> **Teks yang Ditampilkan**
== == ==
Rubrik

Menyikapi Prank di Momen Peringatan Hari Guru

Refleksi Hari Guru Nasional

Oleh : Rr24

HARI GURU adalah momen istimewa untuk menghormati dan mengapresiasi jasa para pendidik yang telah mendedikasikan waktu, tenaga, dan ilmu untuk membimbing peserta didiknya. Namun, dalam beberapa tahun terakhir, muncul tren prank atau lelucon oleh peserta didik kepada guru di momen ini. Meskipun beberapa prank dilakukan dengan niat baik untuk merayakan Hari Guru secara unik, maraknya aksi semacam ini memunculkan pro dan kontra. Tren prank peserta didik kepada guru di Hari Guru adalah fenomena yang menimbulkan beragam respons dari berbagai pihak. Prank, yang awalnya dimaksudkan sebagai hiburan dan kejutan, dapat dipandang secara berbeda tergantung sudut pandang yang digunakan: Peserta didik, guru, masyarakat umum, dan psikolog pendidikan.
== == ==
> **Entri yang Ditampilkan**

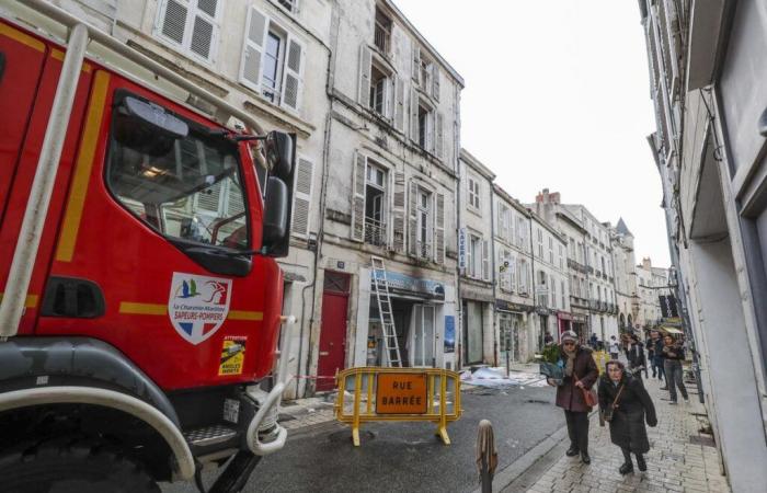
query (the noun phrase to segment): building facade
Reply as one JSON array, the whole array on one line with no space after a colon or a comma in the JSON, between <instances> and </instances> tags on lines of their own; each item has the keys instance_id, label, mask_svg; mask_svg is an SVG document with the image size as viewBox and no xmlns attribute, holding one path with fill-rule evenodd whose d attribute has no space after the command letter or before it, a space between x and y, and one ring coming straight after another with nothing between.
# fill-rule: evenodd
<instances>
[{"instance_id":1,"label":"building facade","mask_svg":"<svg viewBox=\"0 0 767 493\"><path fill-rule=\"evenodd\" d=\"M497 363L493 257L493 180L495 175L467 150L459 157L458 267L462 365Z\"/></svg>"},{"instance_id":2,"label":"building facade","mask_svg":"<svg viewBox=\"0 0 767 493\"><path fill-rule=\"evenodd\" d=\"M733 491L767 483L767 14L757 0L640 1L648 138L683 320ZM736 385L733 385L733 379Z\"/></svg>"}]
</instances>

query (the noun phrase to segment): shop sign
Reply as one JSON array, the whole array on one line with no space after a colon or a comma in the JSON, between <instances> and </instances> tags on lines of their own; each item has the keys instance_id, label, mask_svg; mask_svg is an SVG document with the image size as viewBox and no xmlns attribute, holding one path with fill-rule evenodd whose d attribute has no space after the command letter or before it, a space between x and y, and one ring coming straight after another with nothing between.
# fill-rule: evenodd
<instances>
[{"instance_id":1,"label":"shop sign","mask_svg":"<svg viewBox=\"0 0 767 493\"><path fill-rule=\"evenodd\" d=\"M377 414L426 412L426 374L379 374L376 388Z\"/></svg>"}]
</instances>

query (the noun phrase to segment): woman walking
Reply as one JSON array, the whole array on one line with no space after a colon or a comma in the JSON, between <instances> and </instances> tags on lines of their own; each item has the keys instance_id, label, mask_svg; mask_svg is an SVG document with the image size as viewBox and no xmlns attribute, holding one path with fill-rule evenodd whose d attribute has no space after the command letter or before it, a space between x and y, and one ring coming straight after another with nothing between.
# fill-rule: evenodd
<instances>
[{"instance_id":1,"label":"woman walking","mask_svg":"<svg viewBox=\"0 0 767 493\"><path fill-rule=\"evenodd\" d=\"M657 424L655 406L639 379L627 375L623 364L608 362L607 371L599 379L599 410L610 424L610 440L623 452L621 474L633 471L631 454L637 456L637 467L646 471L643 454L650 451L646 420L650 426Z\"/></svg>"},{"instance_id":2,"label":"woman walking","mask_svg":"<svg viewBox=\"0 0 767 493\"><path fill-rule=\"evenodd\" d=\"M585 392L591 392L599 377L599 370L592 351L579 345L575 332L563 332L561 341L559 365L564 378L562 385L557 387L557 405L564 410L568 423L570 449L566 455L574 457L580 454L583 463L588 465L592 462L588 457L588 412L592 408L586 403ZM552 379L547 381L550 386L556 386Z\"/></svg>"},{"instance_id":3,"label":"woman walking","mask_svg":"<svg viewBox=\"0 0 767 493\"><path fill-rule=\"evenodd\" d=\"M674 341L674 337L666 334L663 336L663 366L666 372L666 386L671 393L669 404L676 404L676 388L679 388L685 402L689 402L687 387L682 381L682 362L685 360L685 349Z\"/></svg>"}]
</instances>

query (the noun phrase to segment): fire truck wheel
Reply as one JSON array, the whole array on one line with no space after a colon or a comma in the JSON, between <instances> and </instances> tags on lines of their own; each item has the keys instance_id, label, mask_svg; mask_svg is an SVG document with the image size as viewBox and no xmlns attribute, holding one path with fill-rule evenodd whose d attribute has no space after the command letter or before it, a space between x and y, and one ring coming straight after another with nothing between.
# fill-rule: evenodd
<instances>
[{"instance_id":1,"label":"fire truck wheel","mask_svg":"<svg viewBox=\"0 0 767 493\"><path fill-rule=\"evenodd\" d=\"M0 452L0 492L159 493L160 488L119 448L69 437Z\"/></svg>"}]
</instances>

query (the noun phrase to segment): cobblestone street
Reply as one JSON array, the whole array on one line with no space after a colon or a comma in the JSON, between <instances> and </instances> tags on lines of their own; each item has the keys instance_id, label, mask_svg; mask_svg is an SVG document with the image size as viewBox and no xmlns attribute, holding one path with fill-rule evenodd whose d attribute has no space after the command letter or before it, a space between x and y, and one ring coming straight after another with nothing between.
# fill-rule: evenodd
<instances>
[{"instance_id":1,"label":"cobblestone street","mask_svg":"<svg viewBox=\"0 0 767 493\"><path fill-rule=\"evenodd\" d=\"M646 455L648 471L621 477L623 462L620 449L610 443L609 428L600 427L592 416L591 466L577 458L562 456L528 491L548 492L729 492L720 473L719 452L711 435L700 433L708 425L703 406L690 392L690 402L668 403L668 392L660 390L657 380L646 382L657 411L657 426L648 427L651 450ZM688 385L694 390L692 385ZM510 488L504 491L517 491Z\"/></svg>"}]
</instances>

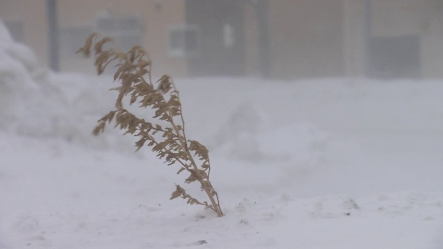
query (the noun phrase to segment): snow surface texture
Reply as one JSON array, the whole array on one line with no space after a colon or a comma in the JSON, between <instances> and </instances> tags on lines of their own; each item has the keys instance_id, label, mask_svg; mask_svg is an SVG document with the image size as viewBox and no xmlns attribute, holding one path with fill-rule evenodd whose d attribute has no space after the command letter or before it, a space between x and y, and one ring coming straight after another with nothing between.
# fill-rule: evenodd
<instances>
[{"instance_id":1,"label":"snow surface texture","mask_svg":"<svg viewBox=\"0 0 443 249\"><path fill-rule=\"evenodd\" d=\"M91 136L109 77L0 41L1 249L443 248L442 82L177 80L217 218L169 201L183 180L147 148Z\"/></svg>"}]
</instances>

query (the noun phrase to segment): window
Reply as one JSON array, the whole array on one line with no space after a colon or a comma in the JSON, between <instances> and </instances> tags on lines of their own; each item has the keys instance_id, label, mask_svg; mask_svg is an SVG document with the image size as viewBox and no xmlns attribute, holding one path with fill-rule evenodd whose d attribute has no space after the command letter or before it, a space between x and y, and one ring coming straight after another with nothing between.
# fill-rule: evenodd
<instances>
[{"instance_id":1,"label":"window","mask_svg":"<svg viewBox=\"0 0 443 249\"><path fill-rule=\"evenodd\" d=\"M72 57L78 56L75 52L84 45L84 41L92 33L90 27L70 27L60 30L59 46L60 56Z\"/></svg>"},{"instance_id":2,"label":"window","mask_svg":"<svg viewBox=\"0 0 443 249\"><path fill-rule=\"evenodd\" d=\"M197 26L171 28L168 38L170 55L172 57L198 55L200 30Z\"/></svg>"},{"instance_id":3,"label":"window","mask_svg":"<svg viewBox=\"0 0 443 249\"><path fill-rule=\"evenodd\" d=\"M96 20L96 30L114 38L123 50L141 44L143 26L138 17L102 17Z\"/></svg>"}]
</instances>

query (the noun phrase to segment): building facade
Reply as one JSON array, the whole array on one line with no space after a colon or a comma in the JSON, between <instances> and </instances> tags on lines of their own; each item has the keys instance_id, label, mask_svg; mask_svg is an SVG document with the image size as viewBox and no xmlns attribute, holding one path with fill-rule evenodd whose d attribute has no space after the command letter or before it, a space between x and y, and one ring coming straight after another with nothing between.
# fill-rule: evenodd
<instances>
[{"instance_id":1,"label":"building facade","mask_svg":"<svg viewBox=\"0 0 443 249\"><path fill-rule=\"evenodd\" d=\"M48 64L50 2L63 71L93 71L75 52L99 32L175 77L443 77L440 0L0 0L13 37Z\"/></svg>"}]
</instances>

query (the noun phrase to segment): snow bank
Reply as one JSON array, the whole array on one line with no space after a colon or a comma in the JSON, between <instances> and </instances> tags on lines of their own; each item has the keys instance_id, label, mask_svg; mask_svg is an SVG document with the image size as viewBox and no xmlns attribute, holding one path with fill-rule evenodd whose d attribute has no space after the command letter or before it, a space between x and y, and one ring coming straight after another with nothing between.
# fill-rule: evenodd
<instances>
[{"instance_id":1,"label":"snow bank","mask_svg":"<svg viewBox=\"0 0 443 249\"><path fill-rule=\"evenodd\" d=\"M126 138L91 136L96 120L113 107L109 82L50 72L29 47L12 40L0 20L0 131L132 151Z\"/></svg>"}]
</instances>

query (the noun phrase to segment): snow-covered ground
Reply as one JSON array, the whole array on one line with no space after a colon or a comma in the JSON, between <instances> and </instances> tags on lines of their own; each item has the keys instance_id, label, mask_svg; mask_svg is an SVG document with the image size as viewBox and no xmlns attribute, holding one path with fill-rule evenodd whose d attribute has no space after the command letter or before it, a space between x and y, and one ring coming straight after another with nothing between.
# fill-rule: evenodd
<instances>
[{"instance_id":1,"label":"snow-covered ground","mask_svg":"<svg viewBox=\"0 0 443 249\"><path fill-rule=\"evenodd\" d=\"M0 40L1 249L443 248L443 81L176 80L217 218L169 200L183 179L148 148L91 135L109 77Z\"/></svg>"}]
</instances>

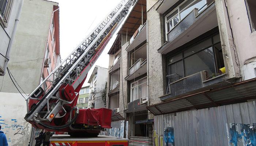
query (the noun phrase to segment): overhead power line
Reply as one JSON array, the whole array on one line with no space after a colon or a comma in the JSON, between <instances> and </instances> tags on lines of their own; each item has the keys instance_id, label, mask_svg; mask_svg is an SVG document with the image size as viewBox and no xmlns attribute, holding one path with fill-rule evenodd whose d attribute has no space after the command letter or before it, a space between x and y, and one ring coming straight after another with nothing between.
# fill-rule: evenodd
<instances>
[{"instance_id":1,"label":"overhead power line","mask_svg":"<svg viewBox=\"0 0 256 146\"><path fill-rule=\"evenodd\" d=\"M11 80L12 80L12 83L13 83L14 85L14 86L15 86L15 87L16 87L16 89L17 89L17 90L18 90L18 91L20 93L20 95L21 96L23 97L23 98L24 98L24 99L26 99L26 98L22 95L22 94L21 92L19 90L19 89L18 89L18 87L17 87L17 86L16 86L16 85L14 83L14 82L13 80L12 80L12 78L11 76L11 74L10 73L10 71L9 70L9 69L8 68L7 68L7 71L8 72L8 74L9 74L9 76L10 77L10 78L11 78Z\"/></svg>"}]
</instances>

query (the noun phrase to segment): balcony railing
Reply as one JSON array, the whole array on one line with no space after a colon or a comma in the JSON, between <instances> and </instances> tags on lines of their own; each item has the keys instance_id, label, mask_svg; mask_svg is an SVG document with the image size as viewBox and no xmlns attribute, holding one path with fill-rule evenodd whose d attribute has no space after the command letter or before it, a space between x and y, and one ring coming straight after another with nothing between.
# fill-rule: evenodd
<instances>
[{"instance_id":1,"label":"balcony railing","mask_svg":"<svg viewBox=\"0 0 256 146\"><path fill-rule=\"evenodd\" d=\"M113 66L116 63L116 62L117 62L117 61L118 61L118 59L119 59L119 58L120 58L120 56L118 55L117 58L116 58L116 59L114 60L114 62L113 62Z\"/></svg>"},{"instance_id":2,"label":"balcony railing","mask_svg":"<svg viewBox=\"0 0 256 146\"><path fill-rule=\"evenodd\" d=\"M141 64L145 59L143 58L140 58L129 69L129 74L131 75L136 70L139 69L141 66Z\"/></svg>"},{"instance_id":3,"label":"balcony railing","mask_svg":"<svg viewBox=\"0 0 256 146\"><path fill-rule=\"evenodd\" d=\"M119 81L116 81L114 82L113 85L112 85L112 89L114 89L117 87L118 84L119 84Z\"/></svg>"}]
</instances>

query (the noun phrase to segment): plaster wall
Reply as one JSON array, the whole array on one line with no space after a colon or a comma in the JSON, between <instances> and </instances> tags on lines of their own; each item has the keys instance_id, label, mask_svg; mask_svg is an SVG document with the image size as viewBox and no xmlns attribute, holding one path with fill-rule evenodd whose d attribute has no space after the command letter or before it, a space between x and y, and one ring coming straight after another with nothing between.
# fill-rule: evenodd
<instances>
[{"instance_id":1,"label":"plaster wall","mask_svg":"<svg viewBox=\"0 0 256 146\"><path fill-rule=\"evenodd\" d=\"M24 119L27 113L25 99L19 93L0 92L0 103L1 131L6 135L9 146L27 146L31 126Z\"/></svg>"},{"instance_id":2,"label":"plaster wall","mask_svg":"<svg viewBox=\"0 0 256 146\"><path fill-rule=\"evenodd\" d=\"M108 69L102 67L97 66L97 81L96 86L96 94L95 96L95 108L99 108L105 107L105 105L102 99L101 93L105 88L105 85L108 80Z\"/></svg>"},{"instance_id":3,"label":"plaster wall","mask_svg":"<svg viewBox=\"0 0 256 146\"><path fill-rule=\"evenodd\" d=\"M147 14L148 27L148 61L149 64L150 105L160 102L160 99L158 97L163 95L162 69L165 68L162 67L162 55L157 52L157 49L162 46L162 40L163 40L161 30L161 19L159 13L155 11L160 2L160 1L158 2L147 11ZM153 117L151 117L151 119L153 119Z\"/></svg>"},{"instance_id":4,"label":"plaster wall","mask_svg":"<svg viewBox=\"0 0 256 146\"><path fill-rule=\"evenodd\" d=\"M57 4L42 0L24 1L8 68L26 93L40 82L53 6ZM0 81L3 78L0 77ZM1 92L18 93L8 76L4 76L3 82Z\"/></svg>"},{"instance_id":5,"label":"plaster wall","mask_svg":"<svg viewBox=\"0 0 256 146\"><path fill-rule=\"evenodd\" d=\"M21 0L14 1L8 23L5 24L0 20L0 53L5 56L9 47L10 42L13 34L15 19L19 11ZM0 18L1 19L1 18ZM11 59L12 59L11 56ZM3 70L5 58L0 55L0 70Z\"/></svg>"},{"instance_id":6,"label":"plaster wall","mask_svg":"<svg viewBox=\"0 0 256 146\"><path fill-rule=\"evenodd\" d=\"M226 3L241 74L244 76L242 80L255 77L256 31L251 31L245 2L244 0L237 0L236 3L230 1ZM249 62L254 63L248 63L249 59L251 60Z\"/></svg>"}]
</instances>

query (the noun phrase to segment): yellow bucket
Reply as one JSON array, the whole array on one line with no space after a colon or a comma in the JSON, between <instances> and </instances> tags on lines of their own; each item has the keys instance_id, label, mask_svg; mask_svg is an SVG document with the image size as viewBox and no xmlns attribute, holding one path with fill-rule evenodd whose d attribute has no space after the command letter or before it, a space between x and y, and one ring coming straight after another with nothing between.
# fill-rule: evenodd
<instances>
[{"instance_id":1,"label":"yellow bucket","mask_svg":"<svg viewBox=\"0 0 256 146\"><path fill-rule=\"evenodd\" d=\"M224 67L224 68L219 69L219 71L220 74L225 73L226 73L226 68L225 68L225 67Z\"/></svg>"}]
</instances>

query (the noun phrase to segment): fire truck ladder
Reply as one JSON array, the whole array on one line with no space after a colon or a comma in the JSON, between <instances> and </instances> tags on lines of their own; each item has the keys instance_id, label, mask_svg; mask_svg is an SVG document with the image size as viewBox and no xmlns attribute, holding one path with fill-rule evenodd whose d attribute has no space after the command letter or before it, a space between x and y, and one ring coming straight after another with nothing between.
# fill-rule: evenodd
<instances>
[{"instance_id":1,"label":"fire truck ladder","mask_svg":"<svg viewBox=\"0 0 256 146\"><path fill-rule=\"evenodd\" d=\"M27 113L25 118L29 122L40 121L50 122L49 116L54 113L56 118L63 115L58 114L63 105L72 103L60 97L59 89L63 84L69 84L76 89L86 77L88 72L102 52L114 32L121 23L122 19L134 5L135 0L123 0L118 4L82 42L54 69L26 99ZM99 49L99 48L100 48ZM44 86L47 84L48 87ZM45 87L45 86L44 86ZM78 93L76 93L76 94ZM43 95L40 99L38 97ZM38 100L38 103L29 110L29 100ZM49 101L54 101L52 106ZM47 107L47 111L43 111ZM56 115L55 116L55 115Z\"/></svg>"}]
</instances>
== == ==
> **Daftar Tugas**
[1] Sebutkan semua sudut pandang yang menurut teks dapat digunakan untuk memandang prank.
[2] Tolong hitung baris dalam entri yang memuat kata "bucket", lalu tulis angkanya saja.
Entri di atas sama sekali tidak berhubungan dengan teks.

> **Jawaban Tiap Tugas**
[1] Peserta didik, guru, masyarakat umum, dan psikolog pendidikan.

[2] 2